We could really use the federal government's help with this. They stepped up and built us an interstate highway system. When will they step up and build us a network of high-speed rail? A tax on planes would be great, but I don't see it happening since the feds have been bailing out airlines for quite a while now.

Nikhil N

We really need to move, nationwide, on building high speed rail. Many of our airports are congested, climate change needs action, and building highways is never a long-term fix. High speed rail, at least for our dense urban corridors, would be the solution to all of these things. California should lead the way as it has with many other issues. European nations that have built high speed rail have seen tremendous success.

Ian brings up a good point - why should there be a tax on low-carbon train travel? How about increased gas taxes? Or, more directly, heavy tolls on the intercity highways that the rail route would parallel?

Rob Dawg

$9.08 billion buys nothing. No exaggeration, no hyperbole. Prop 1A is explicit that no spade of dirt will be turned until the rest of the money is identified. The assumptions are that the Feds will step up with tens of billions and the "private" sector will donate land (UPRR) and money (developers) to participate.

Recorded data -

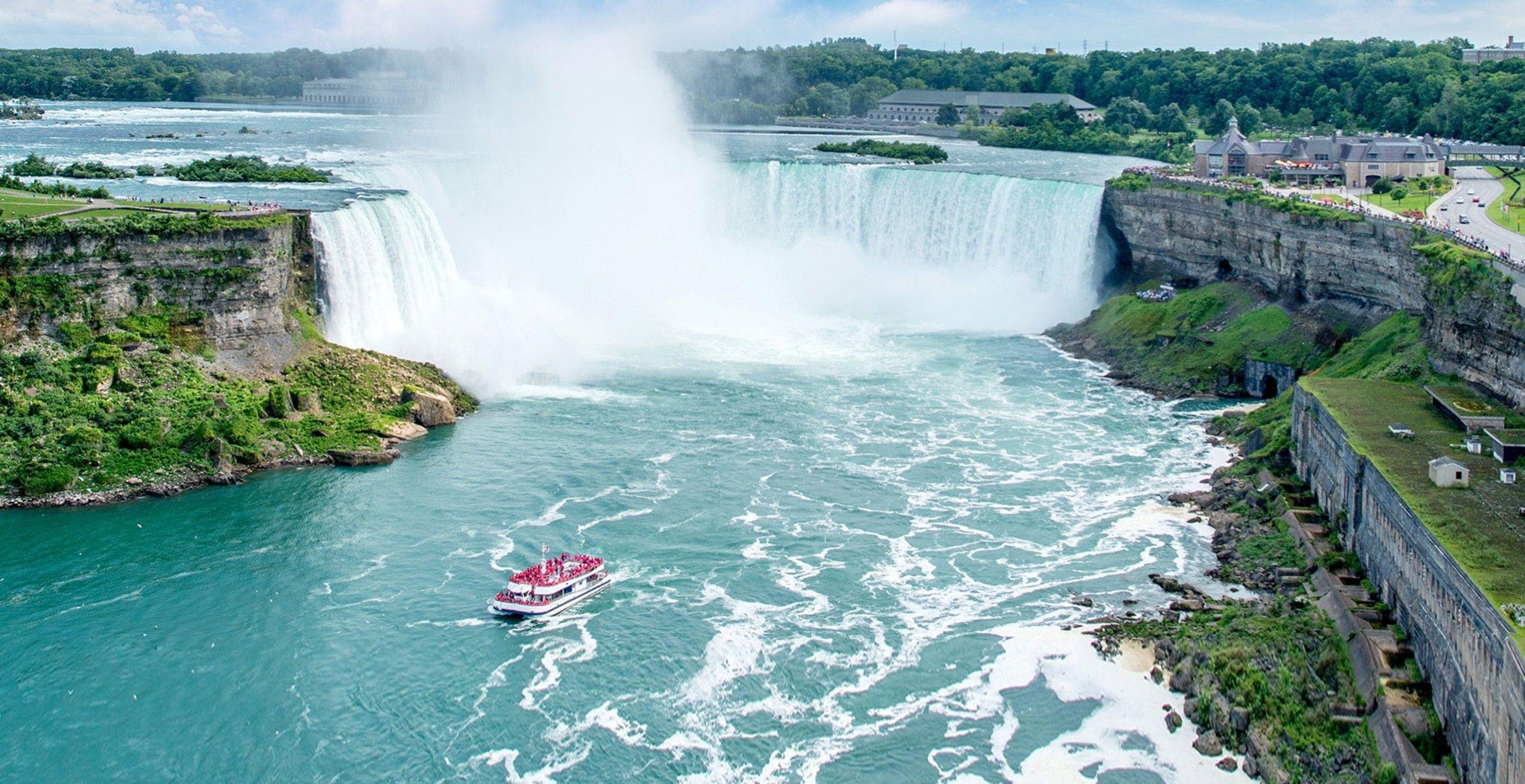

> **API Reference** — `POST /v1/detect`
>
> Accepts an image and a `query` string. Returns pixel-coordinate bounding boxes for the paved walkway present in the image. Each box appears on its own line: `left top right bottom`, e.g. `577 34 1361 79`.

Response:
1429 167 1525 258
53 198 282 218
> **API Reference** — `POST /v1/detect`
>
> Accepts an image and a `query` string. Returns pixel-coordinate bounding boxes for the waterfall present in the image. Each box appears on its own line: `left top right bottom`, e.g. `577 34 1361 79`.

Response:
728 160 1101 294
313 194 461 348
314 161 1102 390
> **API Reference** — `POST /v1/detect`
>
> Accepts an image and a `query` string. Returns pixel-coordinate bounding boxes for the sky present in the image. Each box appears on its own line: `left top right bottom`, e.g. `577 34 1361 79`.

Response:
0 0 1525 52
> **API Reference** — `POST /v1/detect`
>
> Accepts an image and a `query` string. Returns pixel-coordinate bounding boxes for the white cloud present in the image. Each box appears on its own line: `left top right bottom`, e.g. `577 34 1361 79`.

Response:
306 0 499 50
175 3 244 43
0 0 243 50
853 0 964 31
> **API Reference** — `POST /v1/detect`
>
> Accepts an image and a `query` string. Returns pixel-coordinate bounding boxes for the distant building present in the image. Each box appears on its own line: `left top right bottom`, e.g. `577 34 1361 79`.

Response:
1461 35 1525 64
1482 427 1525 462
868 90 1098 125
302 71 435 108
1431 457 1472 487
1192 118 1446 188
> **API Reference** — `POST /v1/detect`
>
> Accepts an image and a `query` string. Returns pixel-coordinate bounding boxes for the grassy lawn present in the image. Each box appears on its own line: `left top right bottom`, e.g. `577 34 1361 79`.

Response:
1301 375 1525 648
115 198 234 212
1487 166 1525 237
0 191 85 218
1360 191 1437 212
0 189 234 220
64 208 162 221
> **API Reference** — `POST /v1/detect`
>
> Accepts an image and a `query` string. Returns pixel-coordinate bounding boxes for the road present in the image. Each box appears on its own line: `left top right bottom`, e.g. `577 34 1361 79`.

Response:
1429 167 1525 259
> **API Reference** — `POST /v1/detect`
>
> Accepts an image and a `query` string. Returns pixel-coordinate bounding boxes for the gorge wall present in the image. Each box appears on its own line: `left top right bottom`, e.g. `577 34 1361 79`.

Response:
1101 188 1525 406
0 212 313 360
1291 386 1525 782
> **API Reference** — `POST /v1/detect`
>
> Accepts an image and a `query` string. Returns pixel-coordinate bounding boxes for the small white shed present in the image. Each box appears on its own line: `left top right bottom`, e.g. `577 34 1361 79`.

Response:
1431 457 1472 487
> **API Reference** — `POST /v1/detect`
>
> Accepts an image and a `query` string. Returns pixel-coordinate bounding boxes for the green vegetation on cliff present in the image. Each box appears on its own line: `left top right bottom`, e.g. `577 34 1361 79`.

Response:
163 155 334 183
1301 374 1525 642
1049 282 1330 397
0 214 476 505
1107 172 1365 223
816 139 949 164
0 211 291 246
0 308 476 496
1101 594 1379 784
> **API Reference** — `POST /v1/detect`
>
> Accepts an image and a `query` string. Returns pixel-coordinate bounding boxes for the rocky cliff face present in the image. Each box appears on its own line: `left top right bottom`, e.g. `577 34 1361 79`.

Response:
6 212 313 366
1102 188 1424 313
1102 188 1525 406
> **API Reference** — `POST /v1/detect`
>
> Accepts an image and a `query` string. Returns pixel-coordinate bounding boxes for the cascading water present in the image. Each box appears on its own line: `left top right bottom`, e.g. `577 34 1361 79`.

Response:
313 194 461 348
314 160 1101 394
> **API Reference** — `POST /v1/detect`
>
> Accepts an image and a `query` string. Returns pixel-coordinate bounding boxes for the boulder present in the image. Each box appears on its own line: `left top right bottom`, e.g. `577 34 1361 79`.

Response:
328 448 399 465
1149 575 1182 593
386 420 429 441
1191 729 1223 756
404 392 456 427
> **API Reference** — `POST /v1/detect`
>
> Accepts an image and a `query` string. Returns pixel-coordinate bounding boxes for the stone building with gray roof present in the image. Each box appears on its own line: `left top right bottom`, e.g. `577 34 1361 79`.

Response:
1461 35 1525 65
868 90 1098 125
1192 118 1446 188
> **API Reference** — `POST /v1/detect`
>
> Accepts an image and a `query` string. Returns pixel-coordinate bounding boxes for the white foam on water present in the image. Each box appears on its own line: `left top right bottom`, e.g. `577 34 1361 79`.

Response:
974 626 1249 782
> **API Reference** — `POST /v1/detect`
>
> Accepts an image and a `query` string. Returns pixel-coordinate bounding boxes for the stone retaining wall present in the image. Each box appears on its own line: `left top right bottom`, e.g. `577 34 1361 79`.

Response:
1291 386 1525 774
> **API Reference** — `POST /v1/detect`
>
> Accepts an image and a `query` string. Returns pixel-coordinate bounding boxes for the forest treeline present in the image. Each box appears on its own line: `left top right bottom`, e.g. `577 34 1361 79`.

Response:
663 38 1525 145
0 49 441 101
0 38 1525 143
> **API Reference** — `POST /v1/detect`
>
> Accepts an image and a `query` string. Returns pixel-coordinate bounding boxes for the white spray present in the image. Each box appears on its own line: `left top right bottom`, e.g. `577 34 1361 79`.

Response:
317 35 1099 395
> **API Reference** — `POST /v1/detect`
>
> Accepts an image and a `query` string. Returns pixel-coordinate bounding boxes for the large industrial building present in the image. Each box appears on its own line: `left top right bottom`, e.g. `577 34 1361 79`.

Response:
868 90 1098 125
302 71 435 108
1461 35 1525 64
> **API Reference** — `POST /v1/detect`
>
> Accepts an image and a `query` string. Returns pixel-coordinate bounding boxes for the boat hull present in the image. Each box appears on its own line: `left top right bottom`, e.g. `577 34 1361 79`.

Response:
486 576 610 618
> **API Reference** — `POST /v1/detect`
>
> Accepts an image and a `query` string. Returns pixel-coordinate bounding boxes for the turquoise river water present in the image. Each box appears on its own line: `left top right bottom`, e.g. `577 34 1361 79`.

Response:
0 104 1235 784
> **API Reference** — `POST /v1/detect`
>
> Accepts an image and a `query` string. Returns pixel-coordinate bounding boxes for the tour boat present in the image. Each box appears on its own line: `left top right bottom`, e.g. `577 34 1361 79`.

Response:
486 547 608 618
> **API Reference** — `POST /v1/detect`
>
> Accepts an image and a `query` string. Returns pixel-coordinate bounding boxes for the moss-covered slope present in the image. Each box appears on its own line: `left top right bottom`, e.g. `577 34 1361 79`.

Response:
0 306 476 497
1049 282 1335 397
0 209 476 507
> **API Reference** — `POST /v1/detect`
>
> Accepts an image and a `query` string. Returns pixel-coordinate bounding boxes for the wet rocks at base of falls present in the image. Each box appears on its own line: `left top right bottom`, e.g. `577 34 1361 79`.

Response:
328 447 403 465
403 389 456 427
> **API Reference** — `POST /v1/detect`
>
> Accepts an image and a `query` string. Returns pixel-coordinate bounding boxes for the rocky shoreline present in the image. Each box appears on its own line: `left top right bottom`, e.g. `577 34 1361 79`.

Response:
0 395 456 510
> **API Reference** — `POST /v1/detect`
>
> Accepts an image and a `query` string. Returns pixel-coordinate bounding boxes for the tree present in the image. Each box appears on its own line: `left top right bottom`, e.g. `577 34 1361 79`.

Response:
1102 96 1147 130
1155 104 1191 133
996 107 1026 128
1238 104 1266 136
1202 98 1234 136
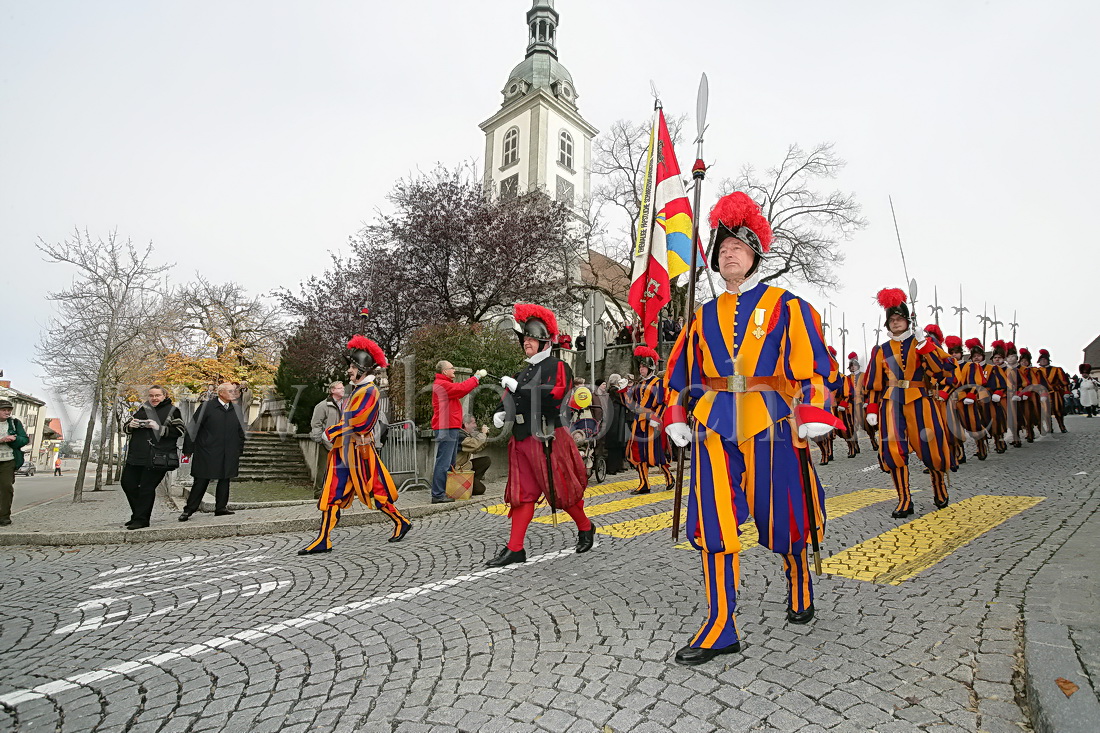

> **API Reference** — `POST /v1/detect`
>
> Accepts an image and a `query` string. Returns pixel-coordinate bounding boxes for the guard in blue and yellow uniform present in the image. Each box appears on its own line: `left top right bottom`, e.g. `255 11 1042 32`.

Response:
298 336 413 555
626 347 672 494
664 192 843 665
864 287 955 518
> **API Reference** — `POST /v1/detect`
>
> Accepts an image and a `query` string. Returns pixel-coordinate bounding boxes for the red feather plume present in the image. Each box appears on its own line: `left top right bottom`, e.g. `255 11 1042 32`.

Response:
348 333 389 369
878 287 905 308
512 303 558 336
711 190 772 252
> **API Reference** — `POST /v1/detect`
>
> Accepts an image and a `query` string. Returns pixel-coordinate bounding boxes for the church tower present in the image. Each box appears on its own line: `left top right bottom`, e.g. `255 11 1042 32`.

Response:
479 0 597 208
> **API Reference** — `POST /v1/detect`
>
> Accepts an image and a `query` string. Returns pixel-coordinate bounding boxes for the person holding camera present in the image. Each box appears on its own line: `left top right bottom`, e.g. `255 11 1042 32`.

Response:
120 384 184 529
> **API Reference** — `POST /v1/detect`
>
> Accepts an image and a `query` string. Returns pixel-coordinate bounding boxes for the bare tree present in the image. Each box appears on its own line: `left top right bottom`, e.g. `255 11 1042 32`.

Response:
592 114 686 266
35 230 171 502
722 143 867 289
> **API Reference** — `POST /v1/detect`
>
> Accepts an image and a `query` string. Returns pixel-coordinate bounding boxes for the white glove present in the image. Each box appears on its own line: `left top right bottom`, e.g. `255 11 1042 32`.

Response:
799 423 834 439
664 423 691 448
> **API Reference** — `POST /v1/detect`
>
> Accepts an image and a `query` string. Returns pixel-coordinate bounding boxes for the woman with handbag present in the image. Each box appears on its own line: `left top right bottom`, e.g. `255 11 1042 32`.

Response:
120 384 184 529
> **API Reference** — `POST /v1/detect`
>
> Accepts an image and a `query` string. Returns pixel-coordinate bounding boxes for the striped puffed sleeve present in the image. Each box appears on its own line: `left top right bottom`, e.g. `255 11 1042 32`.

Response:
783 297 843 427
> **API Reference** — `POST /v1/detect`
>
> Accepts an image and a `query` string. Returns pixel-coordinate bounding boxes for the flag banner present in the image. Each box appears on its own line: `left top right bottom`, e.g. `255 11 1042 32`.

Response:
630 109 692 348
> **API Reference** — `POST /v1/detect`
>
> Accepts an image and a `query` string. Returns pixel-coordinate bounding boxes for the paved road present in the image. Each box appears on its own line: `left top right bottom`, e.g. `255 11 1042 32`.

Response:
0 419 1100 733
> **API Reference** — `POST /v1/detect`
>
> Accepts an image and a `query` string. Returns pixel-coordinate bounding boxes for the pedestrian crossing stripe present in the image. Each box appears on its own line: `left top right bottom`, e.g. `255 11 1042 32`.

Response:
822 494 1043 586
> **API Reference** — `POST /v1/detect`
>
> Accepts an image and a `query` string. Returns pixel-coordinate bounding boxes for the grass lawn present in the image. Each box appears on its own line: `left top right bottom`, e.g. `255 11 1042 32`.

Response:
229 481 314 502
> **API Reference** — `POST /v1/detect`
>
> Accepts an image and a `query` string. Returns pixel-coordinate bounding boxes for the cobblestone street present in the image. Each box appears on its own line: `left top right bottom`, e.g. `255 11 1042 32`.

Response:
0 418 1100 733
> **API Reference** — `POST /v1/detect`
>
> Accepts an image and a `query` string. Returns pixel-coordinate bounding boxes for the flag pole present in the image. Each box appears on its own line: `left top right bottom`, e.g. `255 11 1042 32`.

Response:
672 73 711 541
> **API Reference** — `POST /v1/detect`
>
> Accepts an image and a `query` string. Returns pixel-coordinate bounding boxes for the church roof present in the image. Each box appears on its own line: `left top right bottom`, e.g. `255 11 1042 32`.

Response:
501 0 576 109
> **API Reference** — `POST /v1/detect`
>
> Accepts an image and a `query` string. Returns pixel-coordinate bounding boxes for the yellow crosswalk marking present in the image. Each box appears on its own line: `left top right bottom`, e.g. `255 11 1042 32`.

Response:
669 489 897 545
482 477 672 512
822 494 1043 586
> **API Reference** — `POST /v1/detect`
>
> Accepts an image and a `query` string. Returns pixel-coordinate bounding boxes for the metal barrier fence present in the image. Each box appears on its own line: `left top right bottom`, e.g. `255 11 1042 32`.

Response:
378 420 431 491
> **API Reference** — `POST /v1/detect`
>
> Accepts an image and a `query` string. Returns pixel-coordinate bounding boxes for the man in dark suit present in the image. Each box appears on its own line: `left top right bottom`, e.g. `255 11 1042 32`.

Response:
179 382 244 522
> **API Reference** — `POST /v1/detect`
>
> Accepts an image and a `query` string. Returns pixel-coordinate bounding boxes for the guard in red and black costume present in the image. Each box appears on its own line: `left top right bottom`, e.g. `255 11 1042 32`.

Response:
836 351 864 458
955 339 990 461
986 339 1011 453
485 304 596 568
298 336 413 555
626 346 672 494
864 287 955 518
1038 349 1069 433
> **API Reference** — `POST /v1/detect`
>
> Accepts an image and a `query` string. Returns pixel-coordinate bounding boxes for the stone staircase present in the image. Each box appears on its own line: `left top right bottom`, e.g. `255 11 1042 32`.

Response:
233 433 310 484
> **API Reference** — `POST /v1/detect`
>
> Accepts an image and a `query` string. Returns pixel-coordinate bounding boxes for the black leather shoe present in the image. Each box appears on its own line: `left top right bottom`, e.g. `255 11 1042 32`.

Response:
787 603 814 624
298 545 332 555
576 525 596 555
485 545 527 568
386 522 413 543
677 642 741 667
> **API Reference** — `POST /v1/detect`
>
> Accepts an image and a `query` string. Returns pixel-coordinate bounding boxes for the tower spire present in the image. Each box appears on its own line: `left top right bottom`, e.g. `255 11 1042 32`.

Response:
527 0 558 58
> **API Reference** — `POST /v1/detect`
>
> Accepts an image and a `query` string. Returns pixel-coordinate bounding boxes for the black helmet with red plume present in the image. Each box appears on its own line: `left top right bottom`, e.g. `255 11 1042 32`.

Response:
711 190 772 276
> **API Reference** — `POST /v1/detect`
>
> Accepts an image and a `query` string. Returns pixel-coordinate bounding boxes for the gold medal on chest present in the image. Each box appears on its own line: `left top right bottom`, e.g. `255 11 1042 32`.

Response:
752 308 767 340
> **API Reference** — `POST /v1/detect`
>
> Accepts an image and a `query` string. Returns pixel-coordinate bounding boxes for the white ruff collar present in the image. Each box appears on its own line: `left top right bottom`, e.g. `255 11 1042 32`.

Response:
726 273 760 295
525 349 550 364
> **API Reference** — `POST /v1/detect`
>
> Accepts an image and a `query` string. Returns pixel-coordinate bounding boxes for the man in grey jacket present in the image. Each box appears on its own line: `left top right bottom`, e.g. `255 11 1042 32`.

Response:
309 382 344 491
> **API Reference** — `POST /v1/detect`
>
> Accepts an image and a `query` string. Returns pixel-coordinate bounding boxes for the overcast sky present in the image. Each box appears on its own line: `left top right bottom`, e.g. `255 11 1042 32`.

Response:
0 0 1100 429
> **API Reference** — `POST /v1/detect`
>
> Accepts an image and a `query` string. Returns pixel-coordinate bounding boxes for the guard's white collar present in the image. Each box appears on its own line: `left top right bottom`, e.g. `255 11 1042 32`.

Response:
890 328 913 341
726 273 760 295
525 349 550 364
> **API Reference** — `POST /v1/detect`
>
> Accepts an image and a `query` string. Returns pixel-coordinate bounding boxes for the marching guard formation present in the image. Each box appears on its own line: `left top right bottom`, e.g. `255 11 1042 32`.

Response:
299 192 1073 665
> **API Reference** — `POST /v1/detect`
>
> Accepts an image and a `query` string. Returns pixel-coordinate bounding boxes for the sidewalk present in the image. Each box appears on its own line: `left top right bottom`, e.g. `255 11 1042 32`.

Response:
1023 493 1100 733
0 481 504 546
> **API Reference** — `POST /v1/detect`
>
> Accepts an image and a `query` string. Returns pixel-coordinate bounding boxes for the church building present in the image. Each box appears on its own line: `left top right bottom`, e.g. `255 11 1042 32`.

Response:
480 0 597 209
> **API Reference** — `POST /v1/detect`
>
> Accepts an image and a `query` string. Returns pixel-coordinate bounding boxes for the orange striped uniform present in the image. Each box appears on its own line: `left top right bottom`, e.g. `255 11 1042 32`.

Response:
986 364 1014 453
955 361 990 460
864 335 955 511
626 374 672 494
1036 367 1069 433
666 283 840 648
305 381 410 551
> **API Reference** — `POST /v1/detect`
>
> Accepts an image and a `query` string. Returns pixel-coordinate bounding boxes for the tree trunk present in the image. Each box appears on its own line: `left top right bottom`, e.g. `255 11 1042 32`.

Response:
73 381 99 503
92 395 110 491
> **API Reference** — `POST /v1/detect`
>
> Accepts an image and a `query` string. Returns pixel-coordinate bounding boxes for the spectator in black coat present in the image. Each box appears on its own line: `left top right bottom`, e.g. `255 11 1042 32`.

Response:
119 384 184 529
179 382 244 522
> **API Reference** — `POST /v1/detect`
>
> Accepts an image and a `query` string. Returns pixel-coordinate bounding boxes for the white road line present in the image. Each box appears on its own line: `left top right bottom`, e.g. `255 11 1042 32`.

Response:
0 549 589 708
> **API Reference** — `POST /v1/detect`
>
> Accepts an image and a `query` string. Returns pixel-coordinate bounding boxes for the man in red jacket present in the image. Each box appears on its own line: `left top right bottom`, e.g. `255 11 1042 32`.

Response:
431 360 485 504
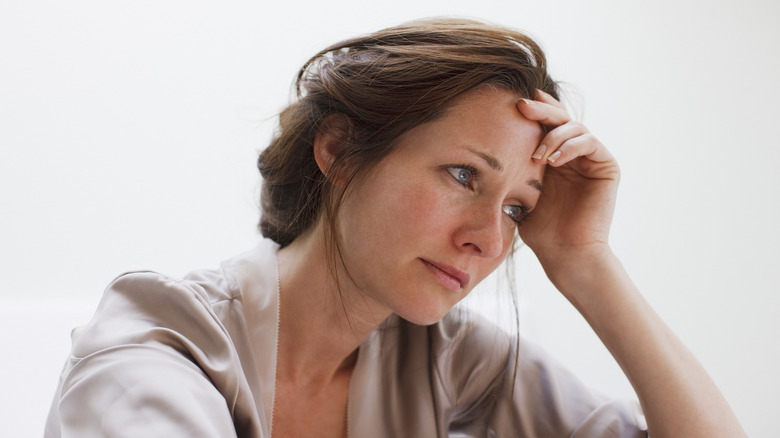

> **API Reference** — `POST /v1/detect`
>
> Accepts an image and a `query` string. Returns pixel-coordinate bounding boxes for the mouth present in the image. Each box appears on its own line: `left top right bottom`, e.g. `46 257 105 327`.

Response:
420 259 469 292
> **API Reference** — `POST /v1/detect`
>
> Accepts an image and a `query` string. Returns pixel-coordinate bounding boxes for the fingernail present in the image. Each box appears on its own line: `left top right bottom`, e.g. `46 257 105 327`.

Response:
531 145 547 160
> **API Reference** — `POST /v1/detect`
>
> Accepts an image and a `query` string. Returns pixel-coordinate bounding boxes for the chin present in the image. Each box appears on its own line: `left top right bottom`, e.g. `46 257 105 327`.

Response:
396 306 452 326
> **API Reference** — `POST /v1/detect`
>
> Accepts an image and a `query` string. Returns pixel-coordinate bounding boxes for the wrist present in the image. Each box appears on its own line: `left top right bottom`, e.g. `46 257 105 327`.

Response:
537 243 623 305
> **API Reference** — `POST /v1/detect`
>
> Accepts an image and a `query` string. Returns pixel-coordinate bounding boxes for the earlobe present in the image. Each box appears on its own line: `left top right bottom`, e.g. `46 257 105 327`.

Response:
314 114 352 182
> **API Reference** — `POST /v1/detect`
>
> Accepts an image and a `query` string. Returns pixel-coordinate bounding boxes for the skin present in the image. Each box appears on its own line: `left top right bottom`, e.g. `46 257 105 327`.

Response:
273 87 744 437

THE TASK - Output the passage of the high-speed rail comments from "Ian brings up" up to and including "(developers) to participate.", word for word.

SOLUTION -
Ian brings up a good point - why should there be a tax on low-carbon train travel? How about increased gas taxes? Or, more directly, heavy tolls on the intercity highways that the rail route would parallel?

Rob Dawg

$9.08 billion buys nothing. No exaggeration, no hyperbole. Prop 1A is explicit that no spade of dirt will be turned until the rest of the money is identified. The assumptions are that the Feds will step up with tens of billions and the "private" sector will donate land (UPRR) and money (developers) to participate.